◆ **Task requirements**
Write out as a numbered list, skipping any blank lines, the records from the line containing "of the hairy" up to and including the line containing "(1256, 157)".

◆ **Exercise input**
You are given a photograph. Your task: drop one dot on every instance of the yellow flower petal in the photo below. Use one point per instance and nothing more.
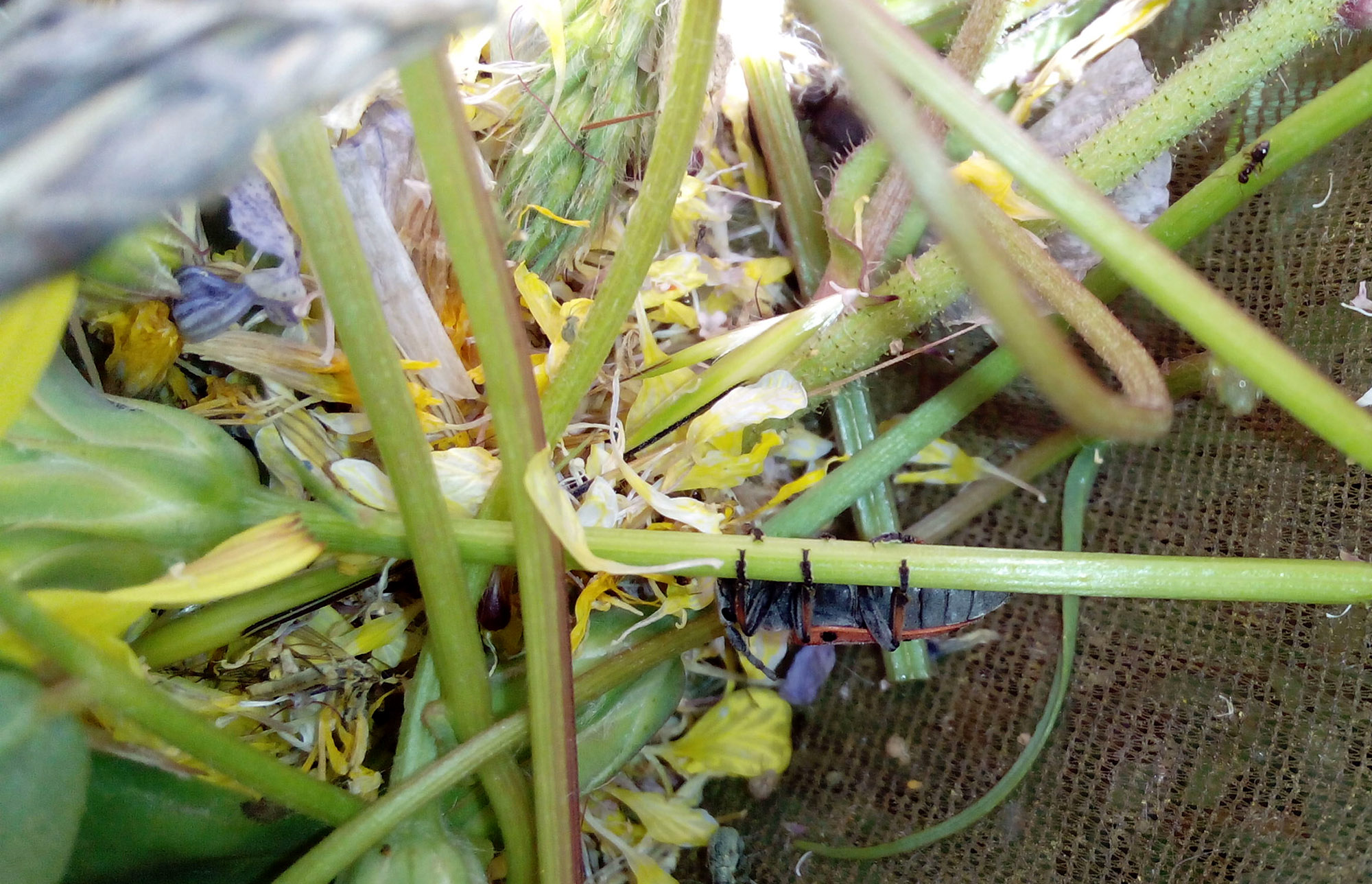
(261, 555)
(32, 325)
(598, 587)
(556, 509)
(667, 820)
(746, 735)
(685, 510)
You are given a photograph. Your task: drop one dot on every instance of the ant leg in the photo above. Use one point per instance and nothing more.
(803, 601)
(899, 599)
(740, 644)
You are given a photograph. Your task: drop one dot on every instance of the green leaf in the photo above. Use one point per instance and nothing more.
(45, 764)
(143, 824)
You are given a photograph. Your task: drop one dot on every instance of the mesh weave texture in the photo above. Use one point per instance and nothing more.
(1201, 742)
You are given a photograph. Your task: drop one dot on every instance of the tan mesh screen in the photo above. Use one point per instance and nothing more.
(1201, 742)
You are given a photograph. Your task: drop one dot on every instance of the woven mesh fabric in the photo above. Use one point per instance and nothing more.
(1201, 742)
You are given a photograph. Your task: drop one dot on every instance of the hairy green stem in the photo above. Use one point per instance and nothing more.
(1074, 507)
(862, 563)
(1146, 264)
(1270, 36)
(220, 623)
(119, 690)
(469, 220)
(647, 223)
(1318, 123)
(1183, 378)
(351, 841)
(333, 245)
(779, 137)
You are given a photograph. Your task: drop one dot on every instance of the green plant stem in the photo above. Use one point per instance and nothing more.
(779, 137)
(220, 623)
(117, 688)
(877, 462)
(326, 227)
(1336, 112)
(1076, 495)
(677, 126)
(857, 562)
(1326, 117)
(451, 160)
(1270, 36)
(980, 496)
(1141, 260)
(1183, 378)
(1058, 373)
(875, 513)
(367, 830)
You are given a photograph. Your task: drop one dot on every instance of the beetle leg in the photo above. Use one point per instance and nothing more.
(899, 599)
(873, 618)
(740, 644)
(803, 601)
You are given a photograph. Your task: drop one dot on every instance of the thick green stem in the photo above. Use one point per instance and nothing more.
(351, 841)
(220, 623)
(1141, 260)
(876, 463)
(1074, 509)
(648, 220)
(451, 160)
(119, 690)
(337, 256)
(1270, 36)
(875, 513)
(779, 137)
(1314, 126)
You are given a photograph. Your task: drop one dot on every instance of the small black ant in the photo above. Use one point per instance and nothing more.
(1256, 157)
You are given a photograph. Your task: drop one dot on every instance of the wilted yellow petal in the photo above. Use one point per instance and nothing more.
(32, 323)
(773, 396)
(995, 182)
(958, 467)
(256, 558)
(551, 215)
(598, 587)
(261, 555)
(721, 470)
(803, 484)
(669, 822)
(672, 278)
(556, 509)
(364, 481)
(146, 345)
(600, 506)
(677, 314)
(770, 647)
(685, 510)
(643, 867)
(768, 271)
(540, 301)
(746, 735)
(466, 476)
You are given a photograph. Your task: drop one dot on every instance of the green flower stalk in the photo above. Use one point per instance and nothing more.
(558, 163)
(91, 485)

...

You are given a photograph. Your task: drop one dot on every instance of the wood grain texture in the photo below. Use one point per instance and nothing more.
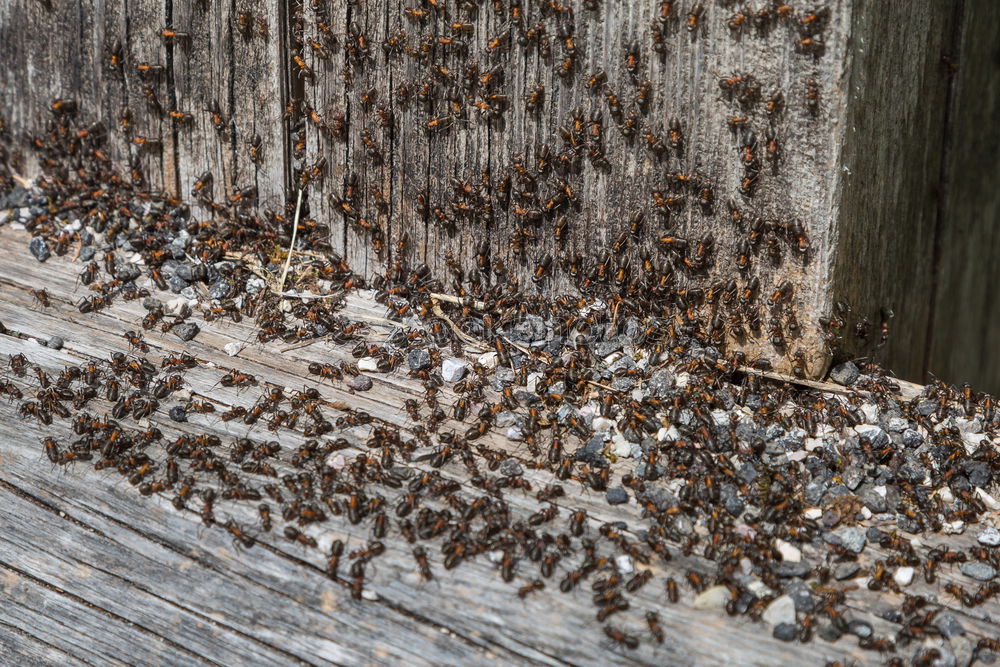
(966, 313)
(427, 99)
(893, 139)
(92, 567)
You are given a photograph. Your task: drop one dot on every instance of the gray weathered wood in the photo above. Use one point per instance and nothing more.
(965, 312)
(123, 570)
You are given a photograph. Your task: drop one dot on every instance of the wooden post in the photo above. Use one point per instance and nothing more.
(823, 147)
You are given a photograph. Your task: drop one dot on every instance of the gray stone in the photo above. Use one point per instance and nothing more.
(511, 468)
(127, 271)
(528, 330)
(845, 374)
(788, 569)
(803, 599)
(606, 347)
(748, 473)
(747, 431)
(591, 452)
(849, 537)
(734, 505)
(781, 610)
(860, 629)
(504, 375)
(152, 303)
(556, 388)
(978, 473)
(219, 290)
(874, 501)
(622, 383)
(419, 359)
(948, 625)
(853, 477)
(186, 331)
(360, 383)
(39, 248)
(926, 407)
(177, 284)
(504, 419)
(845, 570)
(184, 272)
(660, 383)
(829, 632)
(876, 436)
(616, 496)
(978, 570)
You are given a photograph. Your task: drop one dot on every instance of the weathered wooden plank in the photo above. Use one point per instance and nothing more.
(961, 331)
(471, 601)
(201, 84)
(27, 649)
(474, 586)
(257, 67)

==

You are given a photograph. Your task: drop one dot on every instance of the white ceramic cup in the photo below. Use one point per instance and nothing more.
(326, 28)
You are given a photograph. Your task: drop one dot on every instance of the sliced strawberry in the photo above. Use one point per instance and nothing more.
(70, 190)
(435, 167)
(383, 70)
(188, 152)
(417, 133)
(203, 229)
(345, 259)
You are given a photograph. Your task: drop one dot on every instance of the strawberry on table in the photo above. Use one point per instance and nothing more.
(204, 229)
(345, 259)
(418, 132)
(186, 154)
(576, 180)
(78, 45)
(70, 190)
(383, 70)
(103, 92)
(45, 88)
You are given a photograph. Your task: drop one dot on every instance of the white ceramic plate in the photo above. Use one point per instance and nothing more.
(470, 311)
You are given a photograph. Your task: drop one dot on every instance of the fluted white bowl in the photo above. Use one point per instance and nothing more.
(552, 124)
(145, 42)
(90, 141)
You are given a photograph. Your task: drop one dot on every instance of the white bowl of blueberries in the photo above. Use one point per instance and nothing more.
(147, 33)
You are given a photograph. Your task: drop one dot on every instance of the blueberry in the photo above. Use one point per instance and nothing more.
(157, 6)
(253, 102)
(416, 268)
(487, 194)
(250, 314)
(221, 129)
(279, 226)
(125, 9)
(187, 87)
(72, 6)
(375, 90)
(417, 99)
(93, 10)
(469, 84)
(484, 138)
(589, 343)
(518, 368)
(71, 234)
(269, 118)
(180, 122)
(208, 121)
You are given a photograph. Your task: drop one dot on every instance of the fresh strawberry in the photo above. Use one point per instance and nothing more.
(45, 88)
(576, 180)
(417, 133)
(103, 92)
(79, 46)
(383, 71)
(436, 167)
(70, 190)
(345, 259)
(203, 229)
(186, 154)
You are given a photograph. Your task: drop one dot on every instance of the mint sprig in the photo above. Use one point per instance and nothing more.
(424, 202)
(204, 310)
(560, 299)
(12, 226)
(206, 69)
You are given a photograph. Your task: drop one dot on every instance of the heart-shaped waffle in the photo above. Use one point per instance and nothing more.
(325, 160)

◆ **Exercise answer**
1. You are given a photograph. Your task: drop one dot on every instance of the hairy green stem in the photo above. Use one point per instance and nothing more.
2. (1074, 507)
3. (862, 563)
4. (1146, 264)
5. (1270, 36)
6. (220, 623)
7. (119, 690)
8. (469, 220)
9. (647, 223)
10. (1318, 123)
11. (1183, 378)
12. (351, 841)
13. (333, 245)
14. (779, 137)
15. You are given a photograph. Your task: drop one dot on every instance of the green plant stem in the photo above. Use one point per instance and nothing more.
16. (779, 137)
17. (220, 623)
18. (117, 688)
19. (877, 462)
20. (326, 227)
21. (1336, 112)
22. (1076, 495)
23. (677, 126)
24. (857, 562)
25. (1326, 117)
26. (451, 160)
27. (1270, 36)
28. (980, 496)
29. (1141, 260)
30. (1183, 378)
31. (1058, 373)
32. (875, 513)
33. (367, 830)
34. You are given a photograph. Your task: drop one dot on every instance of the beetle leg in the photo above. Use one point per instance and nothing more.
35. (899, 599)
36. (873, 618)
37. (740, 644)
38. (803, 601)
39. You are given a photograph. Your task: drop one dot on every instance of the thick green stem in the photo above. Use one point per instance and nothing more.
40. (351, 841)
41. (220, 623)
42. (1141, 260)
43. (876, 463)
44. (1074, 509)
45. (648, 220)
46. (451, 160)
47. (119, 690)
48. (337, 256)
49. (1270, 36)
50. (875, 513)
51. (779, 137)
52. (1314, 126)
53. You are given a photograph. Your task: drop one dot on every instance of the small black ant in the photo above. Use one point per instance and nothing more.
54. (1256, 157)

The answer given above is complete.